[Records from a collection]
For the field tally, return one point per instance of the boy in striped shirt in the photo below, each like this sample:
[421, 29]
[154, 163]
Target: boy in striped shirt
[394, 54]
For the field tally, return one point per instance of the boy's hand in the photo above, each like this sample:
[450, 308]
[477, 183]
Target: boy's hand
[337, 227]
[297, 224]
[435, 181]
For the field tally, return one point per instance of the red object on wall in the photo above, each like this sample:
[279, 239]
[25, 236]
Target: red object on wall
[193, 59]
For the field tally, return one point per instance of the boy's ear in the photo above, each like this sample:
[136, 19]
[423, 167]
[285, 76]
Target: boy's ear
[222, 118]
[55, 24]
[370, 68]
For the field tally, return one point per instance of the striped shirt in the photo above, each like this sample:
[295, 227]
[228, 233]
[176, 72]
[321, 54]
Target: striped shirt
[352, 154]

▶ WORK REQUIRED
Transcribe the data verbatim, starting at the line that contains "of the striped" and ending with the last line of the data, both included.

▶ TASK RESPONSE
For the field tally, return one point per instance of the striped shirt in the photo above, each like this sample:
[295, 227]
[228, 233]
[176, 72]
[321, 54]
Target: striped shirt
[352, 154]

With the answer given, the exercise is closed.